● To do: Please render the listing below as a numbered list, skipping blank lines and leaving the pictures out of your answer.

(Pointing dataset excerpts)
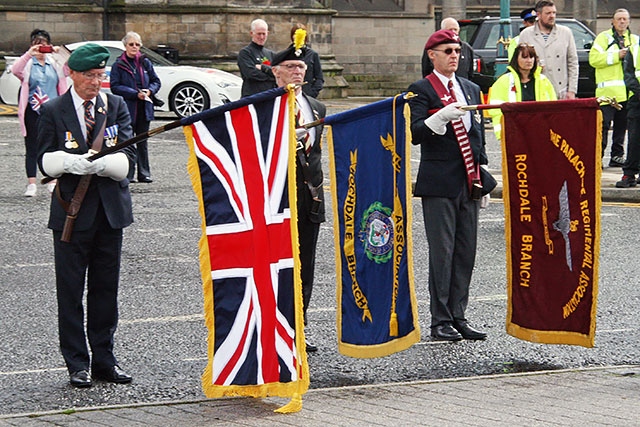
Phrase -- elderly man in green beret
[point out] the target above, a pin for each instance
(72, 127)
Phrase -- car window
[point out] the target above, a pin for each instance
(156, 59)
(584, 40)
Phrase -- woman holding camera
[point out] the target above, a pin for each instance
(133, 78)
(40, 70)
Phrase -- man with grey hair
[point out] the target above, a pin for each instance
(465, 65)
(254, 61)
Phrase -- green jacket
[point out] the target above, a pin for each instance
(507, 89)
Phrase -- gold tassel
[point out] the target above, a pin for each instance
(393, 325)
(294, 405)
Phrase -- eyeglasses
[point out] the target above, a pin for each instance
(92, 76)
(292, 67)
(449, 50)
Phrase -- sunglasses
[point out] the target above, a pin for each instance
(449, 50)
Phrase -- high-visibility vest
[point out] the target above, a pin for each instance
(604, 56)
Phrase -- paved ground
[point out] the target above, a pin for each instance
(602, 396)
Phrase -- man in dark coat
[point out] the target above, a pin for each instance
(254, 61)
(289, 68)
(70, 126)
(447, 183)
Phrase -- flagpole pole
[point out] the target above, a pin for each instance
(479, 107)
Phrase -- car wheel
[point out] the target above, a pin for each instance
(188, 99)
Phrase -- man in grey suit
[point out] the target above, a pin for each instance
(83, 119)
(452, 148)
(289, 68)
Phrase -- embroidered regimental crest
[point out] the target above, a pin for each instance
(376, 233)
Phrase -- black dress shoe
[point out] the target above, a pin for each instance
(468, 332)
(445, 333)
(80, 379)
(113, 375)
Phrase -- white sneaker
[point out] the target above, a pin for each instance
(31, 190)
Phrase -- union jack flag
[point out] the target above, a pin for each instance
(239, 169)
(38, 99)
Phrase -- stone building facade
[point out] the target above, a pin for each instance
(368, 47)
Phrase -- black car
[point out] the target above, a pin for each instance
(483, 35)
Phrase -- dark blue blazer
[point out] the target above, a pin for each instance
(442, 172)
(58, 117)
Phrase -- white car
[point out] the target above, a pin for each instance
(186, 90)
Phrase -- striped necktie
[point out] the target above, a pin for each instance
(89, 121)
(463, 142)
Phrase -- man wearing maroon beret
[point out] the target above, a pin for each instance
(449, 182)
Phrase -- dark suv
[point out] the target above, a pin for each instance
(483, 35)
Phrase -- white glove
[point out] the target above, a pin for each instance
(437, 122)
(484, 200)
(78, 164)
(301, 133)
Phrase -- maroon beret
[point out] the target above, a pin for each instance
(441, 37)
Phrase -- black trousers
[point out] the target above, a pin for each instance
(93, 254)
(308, 238)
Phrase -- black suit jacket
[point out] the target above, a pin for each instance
(58, 117)
(442, 172)
(314, 158)
(254, 80)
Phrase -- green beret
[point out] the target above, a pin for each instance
(88, 57)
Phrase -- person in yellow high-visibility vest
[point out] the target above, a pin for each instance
(522, 82)
(606, 56)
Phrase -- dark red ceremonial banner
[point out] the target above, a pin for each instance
(551, 177)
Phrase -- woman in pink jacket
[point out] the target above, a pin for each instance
(41, 71)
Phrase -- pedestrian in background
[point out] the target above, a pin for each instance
(133, 78)
(447, 183)
(313, 78)
(41, 72)
(254, 61)
(607, 56)
(82, 119)
(289, 68)
(465, 64)
(523, 81)
(556, 49)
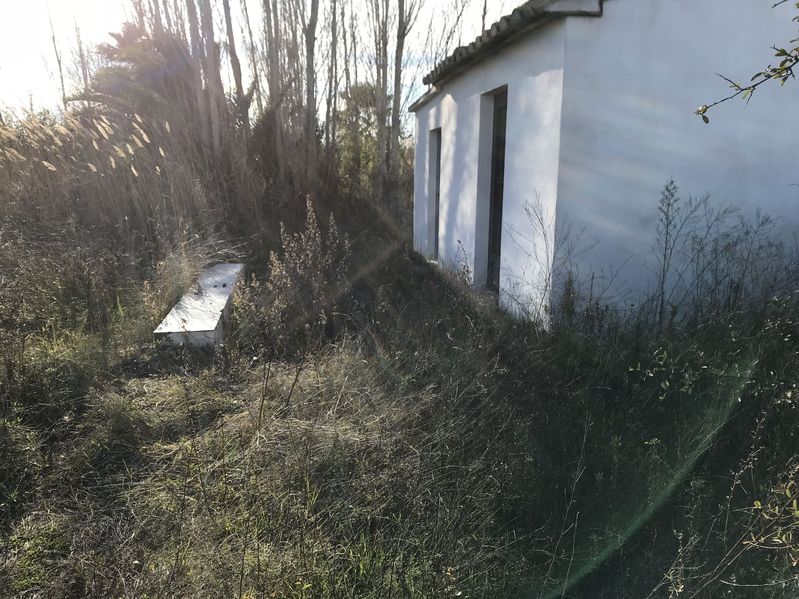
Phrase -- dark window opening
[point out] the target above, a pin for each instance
(435, 143)
(497, 189)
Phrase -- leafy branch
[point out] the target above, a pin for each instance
(782, 72)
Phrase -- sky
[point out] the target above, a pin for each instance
(28, 70)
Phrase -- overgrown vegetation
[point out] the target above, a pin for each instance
(371, 429)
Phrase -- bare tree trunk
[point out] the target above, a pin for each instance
(332, 76)
(347, 83)
(310, 94)
(58, 63)
(168, 16)
(216, 96)
(334, 90)
(393, 146)
(158, 25)
(253, 60)
(198, 62)
(83, 62)
(380, 31)
(273, 77)
(242, 103)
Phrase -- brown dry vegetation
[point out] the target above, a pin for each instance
(371, 429)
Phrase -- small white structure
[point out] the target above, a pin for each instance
(200, 317)
(573, 114)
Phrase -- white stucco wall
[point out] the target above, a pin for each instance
(633, 79)
(532, 69)
(600, 116)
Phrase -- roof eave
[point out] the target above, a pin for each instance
(523, 20)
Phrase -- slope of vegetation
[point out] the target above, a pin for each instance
(372, 428)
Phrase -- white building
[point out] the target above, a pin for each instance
(576, 113)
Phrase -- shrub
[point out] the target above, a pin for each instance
(305, 290)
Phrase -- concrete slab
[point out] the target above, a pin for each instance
(200, 317)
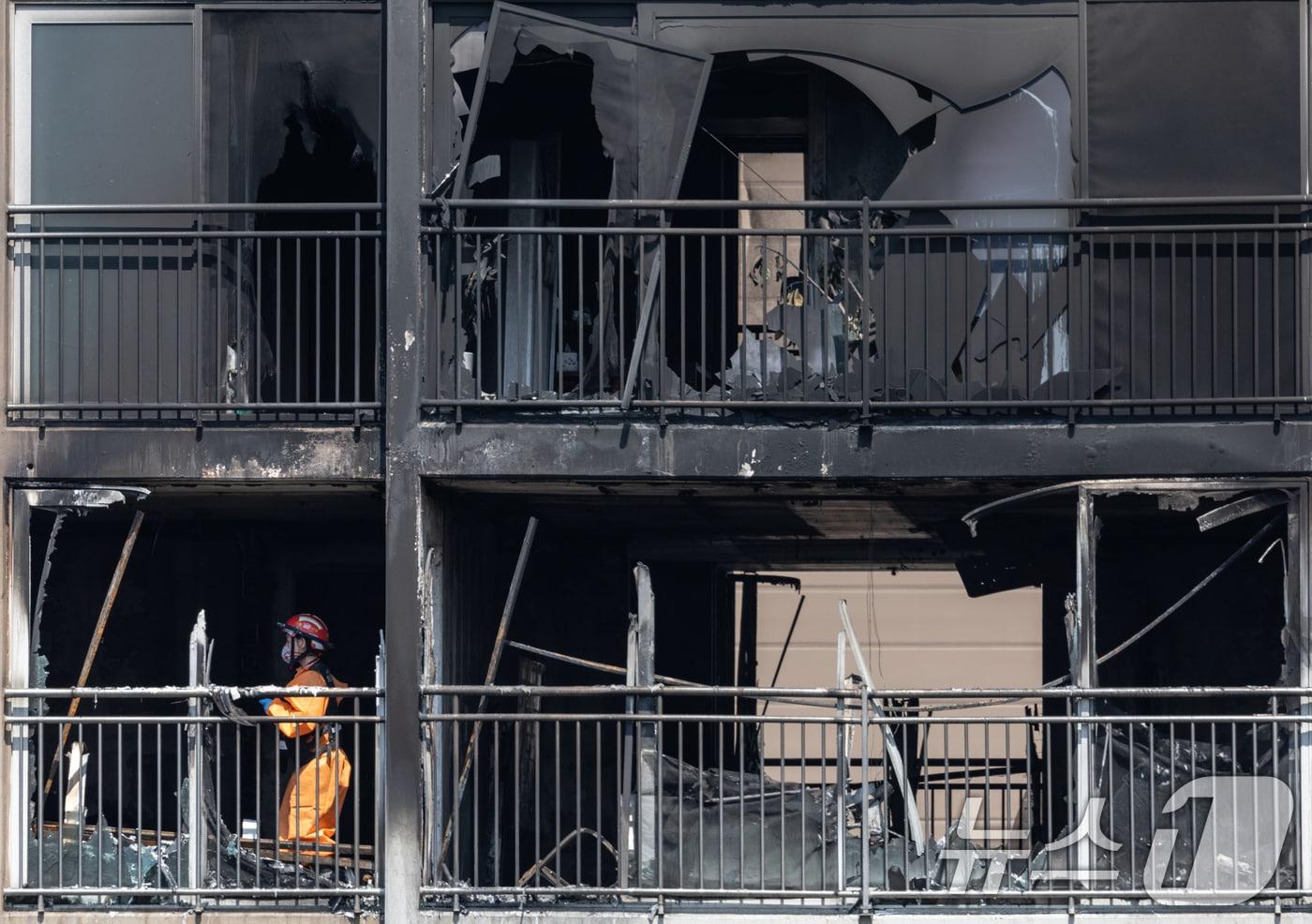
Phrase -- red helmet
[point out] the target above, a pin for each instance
(308, 626)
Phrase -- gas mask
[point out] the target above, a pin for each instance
(289, 652)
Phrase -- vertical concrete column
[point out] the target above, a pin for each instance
(403, 61)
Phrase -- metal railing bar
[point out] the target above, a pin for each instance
(157, 207)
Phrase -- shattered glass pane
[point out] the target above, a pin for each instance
(563, 109)
(291, 101)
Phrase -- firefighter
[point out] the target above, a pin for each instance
(315, 792)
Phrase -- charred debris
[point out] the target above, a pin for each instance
(1144, 586)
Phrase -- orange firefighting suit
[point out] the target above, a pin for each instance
(314, 796)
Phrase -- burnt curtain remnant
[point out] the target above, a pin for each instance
(292, 108)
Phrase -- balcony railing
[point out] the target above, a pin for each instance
(870, 308)
(706, 798)
(212, 313)
(171, 797)
(833, 799)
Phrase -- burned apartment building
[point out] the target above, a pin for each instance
(698, 458)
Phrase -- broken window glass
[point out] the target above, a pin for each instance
(108, 101)
(563, 109)
(291, 107)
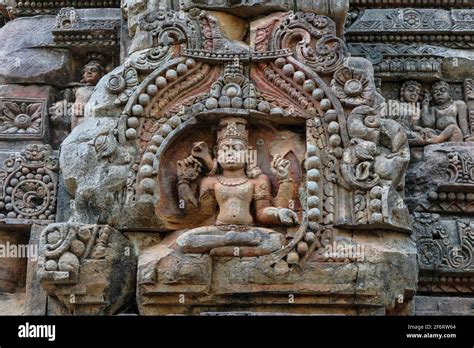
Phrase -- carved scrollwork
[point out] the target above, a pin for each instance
(313, 40)
(28, 184)
(22, 118)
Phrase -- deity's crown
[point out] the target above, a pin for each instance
(232, 128)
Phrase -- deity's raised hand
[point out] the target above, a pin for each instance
(188, 169)
(281, 167)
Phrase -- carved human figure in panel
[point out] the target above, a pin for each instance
(447, 117)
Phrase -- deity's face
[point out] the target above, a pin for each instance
(441, 93)
(231, 154)
(411, 93)
(92, 74)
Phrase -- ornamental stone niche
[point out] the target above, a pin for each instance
(195, 157)
(255, 150)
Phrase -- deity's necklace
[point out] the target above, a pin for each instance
(224, 182)
(445, 105)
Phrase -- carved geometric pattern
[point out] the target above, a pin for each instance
(28, 183)
(22, 118)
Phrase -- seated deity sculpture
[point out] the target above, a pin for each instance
(445, 121)
(240, 194)
(446, 117)
(68, 115)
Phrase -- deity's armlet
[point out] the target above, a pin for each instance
(462, 117)
(265, 212)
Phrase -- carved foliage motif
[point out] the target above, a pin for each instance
(436, 247)
(65, 246)
(22, 118)
(28, 184)
(313, 39)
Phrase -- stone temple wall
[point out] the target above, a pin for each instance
(214, 156)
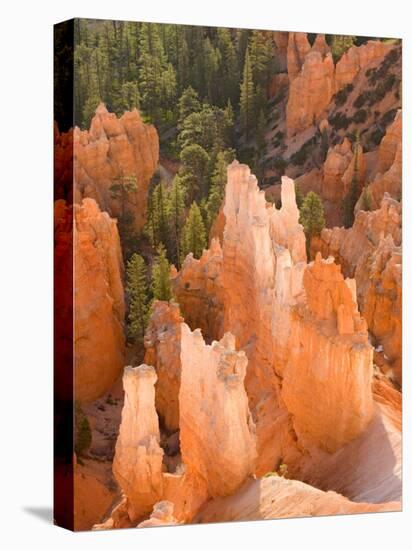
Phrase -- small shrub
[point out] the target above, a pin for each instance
(361, 100)
(360, 116)
(388, 117)
(376, 136)
(339, 120)
(279, 164)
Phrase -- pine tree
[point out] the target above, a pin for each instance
(188, 103)
(122, 190)
(299, 196)
(247, 97)
(194, 234)
(157, 216)
(176, 206)
(352, 195)
(312, 216)
(262, 57)
(229, 67)
(136, 287)
(161, 286)
(340, 44)
(194, 171)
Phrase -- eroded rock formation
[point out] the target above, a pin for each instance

● Exercise response:
1. Phrase -- elderly man in green beret
2. [point out] the target above, a pin for each instance
3. (72, 127)
4. Phrase -- car window
5. [point out] the target above, a pin for each instance
6. (156, 59)
7. (584, 40)
8. Phrase -- woman holding camera
9. [point out] the target above, a pin for each instance
10. (133, 78)
11. (40, 70)
12. Phrase -- man with grey hair
13. [point out] the target above, a pin for each instance
14. (465, 65)
15. (254, 61)
16. Phrase -- green jacket
17. [point out] the target above, a pin for each instance
18. (507, 89)
19. Phrase -- gold tassel
20. [point out] the target above, a pin for each instance
21. (393, 325)
22. (294, 405)
23. Phrase -- eyeglasses
24. [point out] the target above, a pin for each instance
25. (92, 76)
26. (292, 67)
27. (449, 50)
28. Phrase -- sunglasses
29. [point out] the target above, a pin for each instance
30. (449, 50)
31. Phrase -- high-visibility vest
32. [point out] the target above, a pin for each instance
33. (604, 56)
34. Phrase -- paved ground
35. [point out] the target above, a pin for each instance
36. (602, 396)
37. Phrase -- man in dark coat
38. [point out] the target above, a pin for each instance
39. (254, 61)
40. (289, 68)
41. (70, 126)
42. (447, 183)
43. Phrase -- flagpole pole
44. [point out] the target above, a pin for each instance
45. (479, 107)
46. Phrase -- car wheel
47. [point out] the target above, a pin for each instance
48. (188, 99)
49. Phrase -- man in grey suit
50. [point out] the target above, a pin for each instance
51. (83, 119)
52. (452, 148)
53. (289, 68)
54. Phrase -- embroidered regimental crest
55. [point out] the target above, a pin for each instance
56. (376, 233)
57. Phrase -- black dress shoe
58. [point out] the target above, a pin for each instance
59. (468, 332)
60. (445, 333)
61. (80, 379)
62. (113, 375)
63. Phrase -- white sneaker
64. [point out] the target above, a pin for each instance
65. (31, 190)
66. Phrase -- union jack flag
67. [point out] the target above, a pin for each instance
68. (239, 169)
69. (38, 99)
70. Phrase -- stone building facade
71. [point out] the target above, a pin for each instance
72. (368, 47)
73. Phrase -- black car
74. [point out] the target above, a pin for each instance
75. (483, 35)
76. Phrase -- dark blue blazer
77. [point out] the target above, a pin for each instance
78. (442, 172)
79. (58, 117)
80. Phrase -- white car
81. [point out] the target above, a pin for each instance
82. (186, 90)
83. Phrase -- striped necktie
84. [point out] the target above, a pin for each instance
85. (89, 121)
86. (463, 142)
87. Phrase -- man wearing maroon beret
88. [point out] the target above, a pin for each instance
89. (449, 182)
90. Phrase -- dark suv
91. [point out] the target above, a pin for each instance
92. (483, 35)
93. Phrase -- white glove
94. [point out] the target above, a pin for each instance
95. (437, 122)
96. (484, 200)
97. (78, 164)
98. (301, 133)
99. Phrase -- maroon beret
100. [point out] the target above, a pin for each instance
101. (441, 37)
102. Phrase -- black trousers
103. [point out] the target above, a pin for each instance
104. (93, 254)
105. (308, 238)
106. Phrase -- black suit jacket
107. [point out] the target above, a pin for each instance
108. (58, 117)
109. (442, 172)
110. (314, 158)
111. (254, 80)
112. Phrase -- green beret
113. [point out] the target above, a pin for each instance
114. (88, 57)
115. Phrase -- person in yellow high-visibility vest
116. [point out] the target above, a pin for each instance
117. (522, 82)
118. (606, 56)
119. Phrase -- dark red ceremonial banner
120. [point out] the target above, a pin for each instance
121. (551, 177)
122. Phrase -- woman in pink jacket
123. [point out] the target above, a pin for each instance
124. (41, 71)
125. Phrase -- pedestrian in background
126. [point out] the target above, a pin for each instance
127. (133, 78)
128. (447, 183)
129. (313, 78)
130. (41, 72)
131. (254, 61)
132. (607, 56)
133. (82, 119)
134. (289, 68)
135. (465, 64)
136. (523, 81)
137. (556, 49)
138. Phrase -- dark window opening
139. [point out] the target above, a pin for each instance
140. (435, 143)
141. (497, 189)
142. Phrase -- leafy branch
143. [point out] the target above, a pin for each instance
144. (782, 72)
145. Phrase -- sky
146. [point out] the target above, a pin for each instance
147. (28, 70)
148. Phrase -- overgrown vegetation
149. [point out] the target above, a pin for each instance
150. (371, 429)
151. Phrase -- bare tree trunk
152. [point out] the target above, a pin for each instance
153. (332, 76)
154. (347, 83)
155. (310, 94)
156. (58, 63)
157. (168, 16)
158. (216, 96)
159. (334, 90)
160. (393, 146)
161. (158, 25)
162. (253, 60)
163. (198, 62)
164. (83, 62)
165. (380, 31)
166. (273, 77)
167. (242, 103)
168. Phrase -- brown dry vegetation
169. [point out] the target above, a pin for each instance
170. (371, 429)
171. Phrase -- small white structure
172. [point out] the target above, a pin for each instance
173. (200, 317)
174. (573, 114)
175. Phrase -- white stucco wall
176. [point out] the target above, a pin for each instance
177. (633, 79)
178. (532, 69)
179. (600, 116)
180. Phrase -- roof eave
181. [point out] the target above, a pin for each instance
182. (523, 20)
183. Phrase -- slope of vegetation
184. [point out] the target above, a pin for each instance
185. (372, 428)
186. Phrase -- white building
187. [point out] the target above, a pin for each instance
188. (576, 113)
189. Phrase -- shrub
190. [point out] the target above, a pin for each instance
191. (305, 290)
192. Phrase -- concrete slab
193. [point out] the target above, a pin for each instance
194. (200, 317)
195. Phrase -- red helmet
196. [point out] the target above, a pin for each instance
197. (308, 626)
198. Phrase -- gas mask
199. [point out] the target above, a pin for each instance
200. (289, 652)
201. Phrase -- vertical concrete column
202. [point out] the target above, a pin for each instance
203. (403, 61)
204. Phrase -- metal railing bar
205. [point out] the target above, a pin for each instance
206. (157, 207)
207. Phrase -- shattered glass pane
208. [point out] the target above, a pin for each instance
209. (563, 109)
210. (291, 101)
211. Phrase -- firefighter
212. [point out] the target above, a pin for each instance
213. (315, 792)
214. Phrase -- charred debris
215. [point out] the target above, a pin for each instance
216. (1144, 586)
217. Phrase -- orange firefighting suit
218. [point out] the target above, a pin for each instance
219. (314, 796)
220. Phrase -- burnt curtain remnant
221. [point out] the target above, a pin for each instance
222. (292, 108)
223. Phrase -- balcony railing
224. [point out] the target above, a pin for each instance
225. (870, 308)
226. (706, 798)
227. (212, 313)
228. (171, 797)
229. (833, 799)
230. Phrase -- burned apartment building
231. [point out] the target above, a pin for each instance
232. (698, 458)
233. Phrase -- broken window glass
234. [point out] the target above, a pin for each instance
235. (108, 101)
236. (563, 109)
237. (291, 107)
238. Phrase -- carved scrollwork
239. [point out] the target above, a pin for each instance
240. (313, 40)
241. (28, 184)
242. (22, 118)
243. Phrase -- deity's crown
244. [point out] the target above, a pin for each instance
245. (232, 128)
246. Phrase -- deity's raised hand
247. [point out] the target above, a pin for each instance
248. (188, 169)
249. (281, 167)
250. Phrase -- carved human figure in panel
251. [point out] the target above, a pin for each instance
252. (447, 117)
253. Phrase -- deity's face
254. [point out] the target above, a pin for each instance
255. (441, 93)
256. (231, 154)
257. (411, 93)
258. (92, 74)
259. Phrase -- ornamental stone niche
260. [point out] the target above, a pin for each instance
261. (195, 157)
262. (255, 150)
263. Phrase -- deity's necklace
264. [point out] the target above, a pin for each instance
265. (224, 182)
266. (445, 105)
267. Phrase -- carved geometric pattern
268. [point out] the target above, a pin for each instance
269. (28, 183)
270. (22, 118)
271. Phrase -- seated deity sculpture
272. [point out] the target above, a pin for each instance
273. (445, 121)
274. (240, 194)
275. (446, 117)
276. (68, 115)
277. Phrase -- deity's armlet
278. [point out] the target above, a pin for each instance
279. (462, 117)
280. (265, 212)
281. Phrase -- carved foliage motif
282. [point out] the target above, a pin for each instance
283. (436, 247)
284. (65, 246)
285. (22, 118)
286. (28, 184)
287. (313, 39)
288. Phrase -- stone temple wall
289. [point out] the target above, a pin for each instance
290. (214, 156)
291. Phrase -- small shrub
292. [point out] the target above, a pin for each instance
293. (361, 100)
294. (360, 116)
295. (388, 117)
296. (376, 136)
297. (339, 120)
298. (279, 164)
299. Phrase -- pine tree
300. [point out] the target above, a pin for each instance
301. (188, 103)
302. (122, 190)
303. (299, 196)
304. (247, 97)
305. (194, 234)
306. (157, 216)
307. (176, 206)
308. (352, 195)
309. (312, 216)
310. (262, 57)
311. (229, 67)
312. (136, 287)
313. (161, 286)
314. (340, 44)
315. (194, 171)
316. Phrase -- eroded rock formation
317. [point out] the target above, a pin for each instance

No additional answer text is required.